**Tasks and exercises**
1. Could you return, word for word, the part of the commentary on Egypt's National Council for Human Rights starting at "Secondly, the NCHR" and ending at "HR in Egypt."?
2. Would you resume the commentary on Egypt's National Council for Human Rights from the point where it stops?

**Document text**
___

The commonality among today's stories is that the report is shocking because the NCHR cites that torture takes place in Egypt. Doubly shocking to these media outlets, the NCHR also is calling for the end of Emergency Law (in place since October 1981, but really since 1967 - the only period that EL has not governed Egypt since 1967 is the 6-month period that Sadat was both PM & President).
So after much flack and criticism by independent Egyptian and English-language newspapers, not too mention practically every activist working in the human rights field, the NCHR has delivered. Or has it?
Well, before everyone gets excited by the NCHR's criticism of the government, lets look at the record.
In regards to viewing the NCHR as a state funded body that turned around and bit the hand that feeds it, consider the fact that the government was supposed to allocate 3-million LE (about 500,000USD) for the council's operations. It received only one-million and was forced to rely on foreign funding. According to one council member, the Danes and the Dutch were the most generous donors. So it was underfunded by its own government in a country where NGOs receiving foreign funding is a big no-no.
Secondly, the NCHR was promised offices which were never supplied by the government. Instead, the NCHR conducts its business from the ruling NDP's downtown headquarters. This does not exactly scream independence and the symbolism is not lost to anyone concerned with HR in Egypt.

___

**Extracted records**
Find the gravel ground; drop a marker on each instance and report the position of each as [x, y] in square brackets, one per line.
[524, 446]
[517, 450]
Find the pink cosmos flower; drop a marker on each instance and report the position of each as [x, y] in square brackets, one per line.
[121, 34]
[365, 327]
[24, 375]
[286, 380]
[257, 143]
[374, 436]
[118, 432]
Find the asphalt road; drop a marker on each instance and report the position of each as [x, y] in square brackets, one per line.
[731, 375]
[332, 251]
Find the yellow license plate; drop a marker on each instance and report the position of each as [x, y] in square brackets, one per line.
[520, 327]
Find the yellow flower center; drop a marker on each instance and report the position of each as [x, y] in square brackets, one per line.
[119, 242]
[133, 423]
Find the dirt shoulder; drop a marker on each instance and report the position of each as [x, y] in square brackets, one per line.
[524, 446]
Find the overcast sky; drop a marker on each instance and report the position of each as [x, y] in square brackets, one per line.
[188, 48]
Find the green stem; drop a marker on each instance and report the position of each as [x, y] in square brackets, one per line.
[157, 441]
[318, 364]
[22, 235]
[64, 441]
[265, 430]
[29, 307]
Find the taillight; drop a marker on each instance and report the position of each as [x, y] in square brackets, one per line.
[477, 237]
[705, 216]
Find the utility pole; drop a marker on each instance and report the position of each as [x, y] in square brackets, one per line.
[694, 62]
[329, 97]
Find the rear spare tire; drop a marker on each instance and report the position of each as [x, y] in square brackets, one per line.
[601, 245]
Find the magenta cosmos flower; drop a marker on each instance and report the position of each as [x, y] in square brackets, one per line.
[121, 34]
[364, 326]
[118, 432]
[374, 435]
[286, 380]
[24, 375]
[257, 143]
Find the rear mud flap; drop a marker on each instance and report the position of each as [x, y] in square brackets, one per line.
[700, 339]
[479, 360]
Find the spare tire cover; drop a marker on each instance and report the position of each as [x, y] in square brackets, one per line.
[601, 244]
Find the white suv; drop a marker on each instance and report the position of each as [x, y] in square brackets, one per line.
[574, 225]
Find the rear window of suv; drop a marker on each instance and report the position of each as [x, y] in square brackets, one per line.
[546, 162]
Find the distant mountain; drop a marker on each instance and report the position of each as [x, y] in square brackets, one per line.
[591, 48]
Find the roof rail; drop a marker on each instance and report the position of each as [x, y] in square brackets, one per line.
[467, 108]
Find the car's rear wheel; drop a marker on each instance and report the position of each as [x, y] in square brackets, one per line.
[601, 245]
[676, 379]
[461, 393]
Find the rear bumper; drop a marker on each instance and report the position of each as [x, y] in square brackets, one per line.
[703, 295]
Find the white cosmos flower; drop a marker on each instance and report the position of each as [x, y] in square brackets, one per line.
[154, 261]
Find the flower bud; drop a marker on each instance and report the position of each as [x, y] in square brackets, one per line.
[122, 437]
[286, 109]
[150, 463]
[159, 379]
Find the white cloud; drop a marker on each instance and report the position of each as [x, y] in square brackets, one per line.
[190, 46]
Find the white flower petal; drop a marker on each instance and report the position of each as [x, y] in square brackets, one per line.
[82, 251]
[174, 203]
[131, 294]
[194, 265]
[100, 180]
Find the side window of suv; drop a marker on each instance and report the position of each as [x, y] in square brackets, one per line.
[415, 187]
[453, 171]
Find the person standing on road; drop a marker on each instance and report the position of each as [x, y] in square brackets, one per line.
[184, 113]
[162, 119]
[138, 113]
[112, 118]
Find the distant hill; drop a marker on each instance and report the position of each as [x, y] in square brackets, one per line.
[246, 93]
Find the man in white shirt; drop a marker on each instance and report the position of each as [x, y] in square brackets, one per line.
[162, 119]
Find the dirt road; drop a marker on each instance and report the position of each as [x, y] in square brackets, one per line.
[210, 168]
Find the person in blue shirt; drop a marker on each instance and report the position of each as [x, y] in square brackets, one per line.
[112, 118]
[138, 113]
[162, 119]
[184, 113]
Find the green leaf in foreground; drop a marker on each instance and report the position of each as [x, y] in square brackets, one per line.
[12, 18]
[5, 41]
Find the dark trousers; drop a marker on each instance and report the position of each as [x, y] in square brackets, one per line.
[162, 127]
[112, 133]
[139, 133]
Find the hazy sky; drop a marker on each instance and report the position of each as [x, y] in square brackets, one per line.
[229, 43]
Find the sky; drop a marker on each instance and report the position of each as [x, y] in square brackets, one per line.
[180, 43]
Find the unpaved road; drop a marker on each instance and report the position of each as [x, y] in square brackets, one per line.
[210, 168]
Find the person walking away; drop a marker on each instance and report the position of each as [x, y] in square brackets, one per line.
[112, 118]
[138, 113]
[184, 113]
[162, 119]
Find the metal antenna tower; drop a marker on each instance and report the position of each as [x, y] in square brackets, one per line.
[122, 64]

___

**Responses to the tasks**
1.
Secondly, the NCHR was promised offices which were never supplied by the government. Instead, the NCHR conducts its business from the ruling NDP's downtown headquarters. This does not exactly scream independence and the symbolism is not lost to anyone concerned with HR in Egypt.

2.
This brings us to the report's criticism of torture being employed in Egypt. While no doubt the media was quick to run with this, it should be noted that the Egyptian government more or less acknowledges that it uses torture anyways. Families and victims of torture (not many, but a small minority) have been compensated by courts over being tortured by the police in the recent past. So, in effect, the state knows it uses torture - not that it has ever convicted someone who tortured someone else though. This is not too mention that all human rights group domestically (Nadim Center, EOHR, Hisham Mubarak Legal Center, and LAND to name a few) and internationally (HRW, AI, US State Dept) have been writing for years that torture is systematic and a chronic staple of most police barracks throughout the country. So for the NCHR to point out this fact out is merely stating the obvious. This is not a some incredible revelation that indicates that 'more' freedom is on the march in Egypt this week. Indeed, had the NCHR not pointed out that torture is employed in Egypt, it would of sapped the credibility credit that some critics think has already long run-out.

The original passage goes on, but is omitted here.